* **EXERCISE AIM**:
Sort through the material below and copy each line with "ground".

* **DATASET**:
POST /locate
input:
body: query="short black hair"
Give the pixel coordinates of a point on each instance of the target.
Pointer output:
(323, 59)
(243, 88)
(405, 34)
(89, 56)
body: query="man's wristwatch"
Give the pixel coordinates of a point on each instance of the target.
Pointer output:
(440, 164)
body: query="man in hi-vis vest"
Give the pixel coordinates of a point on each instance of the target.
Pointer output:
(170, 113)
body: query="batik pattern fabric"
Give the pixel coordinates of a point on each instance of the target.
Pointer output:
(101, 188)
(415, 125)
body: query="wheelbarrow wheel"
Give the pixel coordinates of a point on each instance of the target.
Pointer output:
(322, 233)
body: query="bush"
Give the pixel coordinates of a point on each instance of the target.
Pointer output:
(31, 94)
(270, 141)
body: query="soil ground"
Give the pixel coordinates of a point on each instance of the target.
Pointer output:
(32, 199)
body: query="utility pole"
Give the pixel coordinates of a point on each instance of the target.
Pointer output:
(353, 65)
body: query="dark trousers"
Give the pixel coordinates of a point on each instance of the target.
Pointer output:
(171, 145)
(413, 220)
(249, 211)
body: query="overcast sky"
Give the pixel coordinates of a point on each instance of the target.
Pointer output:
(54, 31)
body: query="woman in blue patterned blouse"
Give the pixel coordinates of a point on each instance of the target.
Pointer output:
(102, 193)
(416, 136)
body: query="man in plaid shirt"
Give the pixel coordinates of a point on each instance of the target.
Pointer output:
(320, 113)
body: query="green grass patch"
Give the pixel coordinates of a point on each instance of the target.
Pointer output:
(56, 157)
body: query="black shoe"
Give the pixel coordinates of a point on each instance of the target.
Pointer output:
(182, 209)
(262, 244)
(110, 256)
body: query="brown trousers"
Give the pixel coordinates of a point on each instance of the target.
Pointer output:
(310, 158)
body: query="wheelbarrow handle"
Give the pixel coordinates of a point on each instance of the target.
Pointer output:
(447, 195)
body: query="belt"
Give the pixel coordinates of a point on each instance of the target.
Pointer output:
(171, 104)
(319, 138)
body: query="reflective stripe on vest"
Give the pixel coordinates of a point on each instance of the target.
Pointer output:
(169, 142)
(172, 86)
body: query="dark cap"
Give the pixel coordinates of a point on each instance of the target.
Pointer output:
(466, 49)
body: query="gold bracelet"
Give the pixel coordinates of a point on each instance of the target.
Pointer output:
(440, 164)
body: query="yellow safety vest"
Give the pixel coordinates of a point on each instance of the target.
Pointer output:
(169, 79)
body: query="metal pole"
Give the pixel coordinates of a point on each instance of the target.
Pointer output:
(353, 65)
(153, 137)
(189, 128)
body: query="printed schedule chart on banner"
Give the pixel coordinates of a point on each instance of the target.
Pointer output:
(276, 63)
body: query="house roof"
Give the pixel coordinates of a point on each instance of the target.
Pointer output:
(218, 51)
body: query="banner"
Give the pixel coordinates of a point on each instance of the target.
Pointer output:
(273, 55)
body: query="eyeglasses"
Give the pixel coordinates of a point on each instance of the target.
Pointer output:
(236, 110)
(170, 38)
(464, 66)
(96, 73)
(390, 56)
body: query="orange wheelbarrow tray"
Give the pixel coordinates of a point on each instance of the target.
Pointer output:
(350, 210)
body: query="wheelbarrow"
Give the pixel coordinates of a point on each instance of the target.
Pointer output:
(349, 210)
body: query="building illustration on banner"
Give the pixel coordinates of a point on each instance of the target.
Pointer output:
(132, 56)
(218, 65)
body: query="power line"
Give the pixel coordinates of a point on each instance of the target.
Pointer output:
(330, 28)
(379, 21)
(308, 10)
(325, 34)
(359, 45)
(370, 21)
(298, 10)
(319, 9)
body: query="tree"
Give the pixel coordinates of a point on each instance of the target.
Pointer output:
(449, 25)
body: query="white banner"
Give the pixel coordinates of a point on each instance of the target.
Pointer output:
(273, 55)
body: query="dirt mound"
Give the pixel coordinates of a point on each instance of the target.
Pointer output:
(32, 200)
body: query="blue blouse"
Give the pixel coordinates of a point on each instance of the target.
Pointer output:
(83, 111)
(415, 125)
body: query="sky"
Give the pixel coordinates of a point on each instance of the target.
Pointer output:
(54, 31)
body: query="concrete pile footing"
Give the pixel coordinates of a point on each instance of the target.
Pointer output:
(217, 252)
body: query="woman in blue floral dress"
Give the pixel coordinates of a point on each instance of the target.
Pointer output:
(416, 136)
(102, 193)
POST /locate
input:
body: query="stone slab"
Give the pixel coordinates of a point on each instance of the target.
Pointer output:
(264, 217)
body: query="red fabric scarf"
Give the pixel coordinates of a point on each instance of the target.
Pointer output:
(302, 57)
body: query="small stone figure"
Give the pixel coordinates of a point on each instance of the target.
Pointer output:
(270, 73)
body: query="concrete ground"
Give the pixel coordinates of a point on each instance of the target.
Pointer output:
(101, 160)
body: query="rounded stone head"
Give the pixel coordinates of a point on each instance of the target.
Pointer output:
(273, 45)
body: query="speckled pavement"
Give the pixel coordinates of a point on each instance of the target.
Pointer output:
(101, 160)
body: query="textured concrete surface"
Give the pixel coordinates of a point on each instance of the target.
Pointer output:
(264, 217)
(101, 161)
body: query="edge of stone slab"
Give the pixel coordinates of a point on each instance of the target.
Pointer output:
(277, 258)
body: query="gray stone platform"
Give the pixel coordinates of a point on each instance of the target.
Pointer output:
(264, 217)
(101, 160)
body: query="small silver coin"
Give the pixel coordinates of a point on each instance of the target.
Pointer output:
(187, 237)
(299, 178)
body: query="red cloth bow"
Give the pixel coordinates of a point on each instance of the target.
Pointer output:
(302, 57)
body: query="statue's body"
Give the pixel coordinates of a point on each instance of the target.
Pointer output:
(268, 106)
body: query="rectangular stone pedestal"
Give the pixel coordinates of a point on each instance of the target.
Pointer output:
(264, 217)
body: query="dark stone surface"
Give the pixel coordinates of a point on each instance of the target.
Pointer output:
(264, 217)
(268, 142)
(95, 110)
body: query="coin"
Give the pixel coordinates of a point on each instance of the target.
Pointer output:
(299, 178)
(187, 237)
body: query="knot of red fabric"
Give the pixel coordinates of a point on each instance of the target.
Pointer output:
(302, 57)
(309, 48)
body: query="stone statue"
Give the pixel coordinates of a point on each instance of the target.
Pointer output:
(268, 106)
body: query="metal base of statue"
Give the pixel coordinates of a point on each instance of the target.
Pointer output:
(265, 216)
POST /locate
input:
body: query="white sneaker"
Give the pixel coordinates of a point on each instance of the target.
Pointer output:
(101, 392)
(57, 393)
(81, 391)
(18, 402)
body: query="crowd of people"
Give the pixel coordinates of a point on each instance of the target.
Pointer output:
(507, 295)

* **ANSWER BOX**:
body: query="soil ground"
body: query="concrete ground"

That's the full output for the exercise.